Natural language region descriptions
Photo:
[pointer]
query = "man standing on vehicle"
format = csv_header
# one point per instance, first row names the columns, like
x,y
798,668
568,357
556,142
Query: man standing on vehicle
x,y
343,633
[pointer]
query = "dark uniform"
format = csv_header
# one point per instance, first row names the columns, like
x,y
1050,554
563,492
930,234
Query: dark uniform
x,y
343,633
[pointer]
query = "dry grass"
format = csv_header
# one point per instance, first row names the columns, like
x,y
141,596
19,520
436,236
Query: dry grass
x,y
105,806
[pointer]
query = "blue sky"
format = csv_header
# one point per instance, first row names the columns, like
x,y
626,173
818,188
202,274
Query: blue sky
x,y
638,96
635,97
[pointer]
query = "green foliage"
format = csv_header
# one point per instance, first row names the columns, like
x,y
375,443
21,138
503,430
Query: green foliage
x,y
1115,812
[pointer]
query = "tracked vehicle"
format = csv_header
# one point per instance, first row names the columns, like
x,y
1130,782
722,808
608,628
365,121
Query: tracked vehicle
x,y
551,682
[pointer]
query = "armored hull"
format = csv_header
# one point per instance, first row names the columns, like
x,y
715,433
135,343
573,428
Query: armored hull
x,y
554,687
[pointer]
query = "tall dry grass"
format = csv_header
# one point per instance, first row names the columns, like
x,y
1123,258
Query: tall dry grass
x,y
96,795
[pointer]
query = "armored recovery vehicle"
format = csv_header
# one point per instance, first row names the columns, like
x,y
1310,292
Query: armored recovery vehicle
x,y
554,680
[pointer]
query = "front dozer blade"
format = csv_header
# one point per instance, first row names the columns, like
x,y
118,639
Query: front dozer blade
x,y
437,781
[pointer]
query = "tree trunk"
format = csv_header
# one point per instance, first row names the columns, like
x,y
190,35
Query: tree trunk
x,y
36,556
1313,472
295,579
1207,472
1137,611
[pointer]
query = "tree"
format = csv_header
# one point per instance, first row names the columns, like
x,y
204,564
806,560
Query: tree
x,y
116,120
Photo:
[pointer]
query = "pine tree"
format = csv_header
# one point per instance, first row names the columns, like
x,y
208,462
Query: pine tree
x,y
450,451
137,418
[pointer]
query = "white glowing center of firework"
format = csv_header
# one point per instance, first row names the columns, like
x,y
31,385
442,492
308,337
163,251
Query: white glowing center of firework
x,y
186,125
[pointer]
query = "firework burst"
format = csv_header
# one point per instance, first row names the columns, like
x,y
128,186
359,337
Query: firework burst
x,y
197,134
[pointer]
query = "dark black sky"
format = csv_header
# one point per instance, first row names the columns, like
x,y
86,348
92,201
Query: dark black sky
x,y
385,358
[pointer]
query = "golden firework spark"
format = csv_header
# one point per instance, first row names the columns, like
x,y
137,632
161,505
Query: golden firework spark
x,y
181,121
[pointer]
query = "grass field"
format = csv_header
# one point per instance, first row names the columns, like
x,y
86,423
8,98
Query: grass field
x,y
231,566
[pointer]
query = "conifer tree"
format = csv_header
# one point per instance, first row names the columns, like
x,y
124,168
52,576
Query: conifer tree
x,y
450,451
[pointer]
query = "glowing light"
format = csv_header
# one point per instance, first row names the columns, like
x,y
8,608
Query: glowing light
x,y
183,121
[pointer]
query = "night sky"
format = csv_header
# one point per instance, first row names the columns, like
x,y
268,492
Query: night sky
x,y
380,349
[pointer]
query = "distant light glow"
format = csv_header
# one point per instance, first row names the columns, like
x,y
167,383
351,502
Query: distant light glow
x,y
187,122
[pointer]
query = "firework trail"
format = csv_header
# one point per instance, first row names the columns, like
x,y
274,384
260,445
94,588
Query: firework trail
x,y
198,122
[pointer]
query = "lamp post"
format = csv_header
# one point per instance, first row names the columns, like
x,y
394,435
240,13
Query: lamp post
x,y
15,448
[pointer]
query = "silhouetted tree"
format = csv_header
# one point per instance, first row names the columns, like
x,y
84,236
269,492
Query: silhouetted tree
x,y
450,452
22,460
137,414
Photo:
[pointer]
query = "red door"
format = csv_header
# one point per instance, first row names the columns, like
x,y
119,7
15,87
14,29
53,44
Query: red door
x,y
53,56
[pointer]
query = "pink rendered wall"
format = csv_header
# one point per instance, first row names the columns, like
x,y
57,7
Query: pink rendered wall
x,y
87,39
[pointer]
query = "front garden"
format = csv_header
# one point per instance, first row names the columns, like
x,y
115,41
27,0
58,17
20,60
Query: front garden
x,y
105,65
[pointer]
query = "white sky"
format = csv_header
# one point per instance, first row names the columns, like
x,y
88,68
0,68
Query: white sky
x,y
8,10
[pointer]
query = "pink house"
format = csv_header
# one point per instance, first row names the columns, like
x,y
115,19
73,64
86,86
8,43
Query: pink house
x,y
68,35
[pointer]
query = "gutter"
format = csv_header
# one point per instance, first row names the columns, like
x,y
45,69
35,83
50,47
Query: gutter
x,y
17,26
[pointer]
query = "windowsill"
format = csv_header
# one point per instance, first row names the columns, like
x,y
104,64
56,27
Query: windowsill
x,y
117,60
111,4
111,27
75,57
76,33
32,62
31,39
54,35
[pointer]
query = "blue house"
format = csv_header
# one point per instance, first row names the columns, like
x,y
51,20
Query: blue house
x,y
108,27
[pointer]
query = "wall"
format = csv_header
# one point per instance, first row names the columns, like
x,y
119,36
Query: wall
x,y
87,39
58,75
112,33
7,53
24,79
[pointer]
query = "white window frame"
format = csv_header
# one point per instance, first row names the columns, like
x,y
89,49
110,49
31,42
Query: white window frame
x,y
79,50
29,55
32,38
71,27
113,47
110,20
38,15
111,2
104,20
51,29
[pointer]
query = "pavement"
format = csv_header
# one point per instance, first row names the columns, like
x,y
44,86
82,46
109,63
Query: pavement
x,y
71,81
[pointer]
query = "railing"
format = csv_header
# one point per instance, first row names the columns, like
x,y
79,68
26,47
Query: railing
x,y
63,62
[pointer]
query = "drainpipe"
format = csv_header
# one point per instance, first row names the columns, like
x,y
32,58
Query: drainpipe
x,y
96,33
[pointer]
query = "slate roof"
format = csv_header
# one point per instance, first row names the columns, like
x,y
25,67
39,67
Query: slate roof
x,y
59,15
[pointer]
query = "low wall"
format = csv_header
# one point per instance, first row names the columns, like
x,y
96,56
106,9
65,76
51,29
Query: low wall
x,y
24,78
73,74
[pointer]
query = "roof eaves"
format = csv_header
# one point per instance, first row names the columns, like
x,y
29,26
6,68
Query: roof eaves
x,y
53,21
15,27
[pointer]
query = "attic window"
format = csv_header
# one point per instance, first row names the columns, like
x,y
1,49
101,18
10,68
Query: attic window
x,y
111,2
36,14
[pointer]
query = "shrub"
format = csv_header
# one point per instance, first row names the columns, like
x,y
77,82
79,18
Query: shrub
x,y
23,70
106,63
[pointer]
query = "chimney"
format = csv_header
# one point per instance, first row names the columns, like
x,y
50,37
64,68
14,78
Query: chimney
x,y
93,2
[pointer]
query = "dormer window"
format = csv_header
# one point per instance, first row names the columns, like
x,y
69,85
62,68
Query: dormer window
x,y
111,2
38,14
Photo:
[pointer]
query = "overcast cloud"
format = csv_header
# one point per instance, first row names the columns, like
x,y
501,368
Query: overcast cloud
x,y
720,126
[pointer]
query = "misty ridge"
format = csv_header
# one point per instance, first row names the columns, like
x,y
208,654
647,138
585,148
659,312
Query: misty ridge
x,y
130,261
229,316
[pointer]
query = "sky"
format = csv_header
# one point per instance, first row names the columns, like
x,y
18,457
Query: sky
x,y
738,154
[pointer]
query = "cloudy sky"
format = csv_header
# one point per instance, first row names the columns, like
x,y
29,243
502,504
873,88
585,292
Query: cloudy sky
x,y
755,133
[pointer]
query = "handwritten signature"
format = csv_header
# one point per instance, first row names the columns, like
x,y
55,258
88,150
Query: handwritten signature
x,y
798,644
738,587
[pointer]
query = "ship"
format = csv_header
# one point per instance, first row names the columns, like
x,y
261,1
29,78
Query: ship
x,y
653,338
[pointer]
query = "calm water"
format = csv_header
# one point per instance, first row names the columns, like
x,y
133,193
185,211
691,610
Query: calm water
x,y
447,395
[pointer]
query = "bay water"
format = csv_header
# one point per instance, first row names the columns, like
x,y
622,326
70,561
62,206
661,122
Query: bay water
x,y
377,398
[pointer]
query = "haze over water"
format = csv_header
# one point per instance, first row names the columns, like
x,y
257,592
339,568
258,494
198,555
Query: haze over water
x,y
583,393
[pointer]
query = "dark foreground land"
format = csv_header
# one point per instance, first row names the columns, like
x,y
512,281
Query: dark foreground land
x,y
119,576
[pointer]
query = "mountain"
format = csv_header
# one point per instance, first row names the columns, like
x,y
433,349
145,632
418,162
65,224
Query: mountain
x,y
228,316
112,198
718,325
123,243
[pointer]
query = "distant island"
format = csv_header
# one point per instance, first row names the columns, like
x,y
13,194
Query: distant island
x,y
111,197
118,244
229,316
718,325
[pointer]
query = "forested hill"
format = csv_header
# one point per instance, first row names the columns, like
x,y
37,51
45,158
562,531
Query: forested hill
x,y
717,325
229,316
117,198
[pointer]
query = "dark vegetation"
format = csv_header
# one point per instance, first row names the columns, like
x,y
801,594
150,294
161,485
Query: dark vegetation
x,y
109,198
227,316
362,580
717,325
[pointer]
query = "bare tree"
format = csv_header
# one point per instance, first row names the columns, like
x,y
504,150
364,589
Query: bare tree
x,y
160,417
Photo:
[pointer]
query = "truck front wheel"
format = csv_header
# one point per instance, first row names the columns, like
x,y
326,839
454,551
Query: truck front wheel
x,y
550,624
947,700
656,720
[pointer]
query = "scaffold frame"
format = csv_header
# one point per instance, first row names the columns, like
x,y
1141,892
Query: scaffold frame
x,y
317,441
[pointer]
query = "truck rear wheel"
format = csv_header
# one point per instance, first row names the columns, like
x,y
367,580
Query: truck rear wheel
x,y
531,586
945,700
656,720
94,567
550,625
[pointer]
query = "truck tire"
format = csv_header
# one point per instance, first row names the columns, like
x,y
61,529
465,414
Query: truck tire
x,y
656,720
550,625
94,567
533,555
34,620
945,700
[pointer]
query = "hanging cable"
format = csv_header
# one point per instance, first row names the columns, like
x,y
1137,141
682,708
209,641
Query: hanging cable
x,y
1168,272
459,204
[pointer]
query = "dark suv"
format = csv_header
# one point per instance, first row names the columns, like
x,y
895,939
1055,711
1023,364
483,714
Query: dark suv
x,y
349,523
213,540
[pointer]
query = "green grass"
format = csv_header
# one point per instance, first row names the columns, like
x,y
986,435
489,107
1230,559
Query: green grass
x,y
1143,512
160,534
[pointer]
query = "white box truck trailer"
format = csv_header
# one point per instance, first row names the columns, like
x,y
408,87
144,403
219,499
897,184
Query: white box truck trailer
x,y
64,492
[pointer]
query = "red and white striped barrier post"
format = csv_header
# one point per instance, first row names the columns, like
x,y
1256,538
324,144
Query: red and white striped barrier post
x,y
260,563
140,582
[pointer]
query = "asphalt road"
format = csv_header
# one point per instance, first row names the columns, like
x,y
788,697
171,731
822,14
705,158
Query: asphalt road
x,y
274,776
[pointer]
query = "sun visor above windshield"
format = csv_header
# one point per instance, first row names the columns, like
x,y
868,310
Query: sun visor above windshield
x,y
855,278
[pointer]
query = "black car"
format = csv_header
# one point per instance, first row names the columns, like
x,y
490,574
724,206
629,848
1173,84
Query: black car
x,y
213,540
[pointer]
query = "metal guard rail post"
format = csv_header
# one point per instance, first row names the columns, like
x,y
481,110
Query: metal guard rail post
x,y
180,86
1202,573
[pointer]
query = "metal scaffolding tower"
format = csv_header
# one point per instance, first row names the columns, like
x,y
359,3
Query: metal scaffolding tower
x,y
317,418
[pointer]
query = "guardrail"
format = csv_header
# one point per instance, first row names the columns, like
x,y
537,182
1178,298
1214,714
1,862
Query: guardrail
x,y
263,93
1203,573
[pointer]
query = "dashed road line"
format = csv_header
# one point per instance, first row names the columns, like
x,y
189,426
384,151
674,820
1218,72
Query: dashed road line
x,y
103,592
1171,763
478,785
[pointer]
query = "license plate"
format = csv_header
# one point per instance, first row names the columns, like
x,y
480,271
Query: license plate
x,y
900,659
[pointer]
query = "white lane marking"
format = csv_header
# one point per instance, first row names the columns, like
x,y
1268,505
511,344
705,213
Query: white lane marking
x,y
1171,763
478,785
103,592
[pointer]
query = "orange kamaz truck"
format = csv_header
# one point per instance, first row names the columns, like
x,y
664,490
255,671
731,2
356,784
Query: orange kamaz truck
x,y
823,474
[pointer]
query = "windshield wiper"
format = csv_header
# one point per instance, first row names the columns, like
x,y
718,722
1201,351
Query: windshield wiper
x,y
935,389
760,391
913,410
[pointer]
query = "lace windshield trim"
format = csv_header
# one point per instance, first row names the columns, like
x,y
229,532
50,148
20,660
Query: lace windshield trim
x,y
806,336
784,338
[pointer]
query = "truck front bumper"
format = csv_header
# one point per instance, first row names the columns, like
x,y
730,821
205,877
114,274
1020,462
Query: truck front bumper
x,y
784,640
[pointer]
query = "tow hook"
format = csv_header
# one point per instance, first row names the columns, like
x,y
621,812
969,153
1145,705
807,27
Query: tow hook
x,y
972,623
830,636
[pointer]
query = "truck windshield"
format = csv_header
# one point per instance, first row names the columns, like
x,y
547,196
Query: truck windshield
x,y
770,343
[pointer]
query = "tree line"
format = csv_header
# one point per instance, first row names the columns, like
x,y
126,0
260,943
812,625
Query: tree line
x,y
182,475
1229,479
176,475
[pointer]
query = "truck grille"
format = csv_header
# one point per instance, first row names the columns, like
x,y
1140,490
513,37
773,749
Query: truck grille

**Your instructions**
One number makes up the answer: the number of lines among the entries that include the word "grille".

**Worked solution**
2